**ENTRIES PROVIDED**
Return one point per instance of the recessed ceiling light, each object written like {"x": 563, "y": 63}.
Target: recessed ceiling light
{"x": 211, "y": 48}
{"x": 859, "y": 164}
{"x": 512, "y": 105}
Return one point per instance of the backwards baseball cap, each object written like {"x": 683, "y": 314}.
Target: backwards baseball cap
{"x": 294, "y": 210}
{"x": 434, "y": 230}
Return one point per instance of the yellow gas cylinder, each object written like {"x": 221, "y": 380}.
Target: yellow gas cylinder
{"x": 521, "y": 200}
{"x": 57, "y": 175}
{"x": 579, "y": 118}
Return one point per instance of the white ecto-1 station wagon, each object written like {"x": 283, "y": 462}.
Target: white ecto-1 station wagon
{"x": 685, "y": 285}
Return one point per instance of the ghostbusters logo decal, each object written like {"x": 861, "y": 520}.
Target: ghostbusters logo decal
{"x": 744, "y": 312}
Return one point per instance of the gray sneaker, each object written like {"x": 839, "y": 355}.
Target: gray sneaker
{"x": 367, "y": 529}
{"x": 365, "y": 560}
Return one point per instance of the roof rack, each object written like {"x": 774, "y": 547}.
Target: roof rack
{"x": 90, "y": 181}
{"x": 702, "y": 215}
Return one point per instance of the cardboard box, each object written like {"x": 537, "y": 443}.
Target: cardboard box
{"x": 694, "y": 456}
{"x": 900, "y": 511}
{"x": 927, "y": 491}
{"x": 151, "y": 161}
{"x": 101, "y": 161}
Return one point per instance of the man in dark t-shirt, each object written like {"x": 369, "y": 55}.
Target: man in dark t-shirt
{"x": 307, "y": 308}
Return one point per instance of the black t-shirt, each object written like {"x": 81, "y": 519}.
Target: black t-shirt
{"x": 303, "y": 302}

**PROBLEM TO SOLVE**
Rewrite the records from the line containing "Return one point per instance of the black" through the end of the records, changing "black t-shirt" to "dark tee" and leaving everything else as it stands.

**CORRECT ANSWER**
Return one point per instance of the dark tee, each object written like {"x": 81, "y": 519}.
Target: dark tee
{"x": 303, "y": 302}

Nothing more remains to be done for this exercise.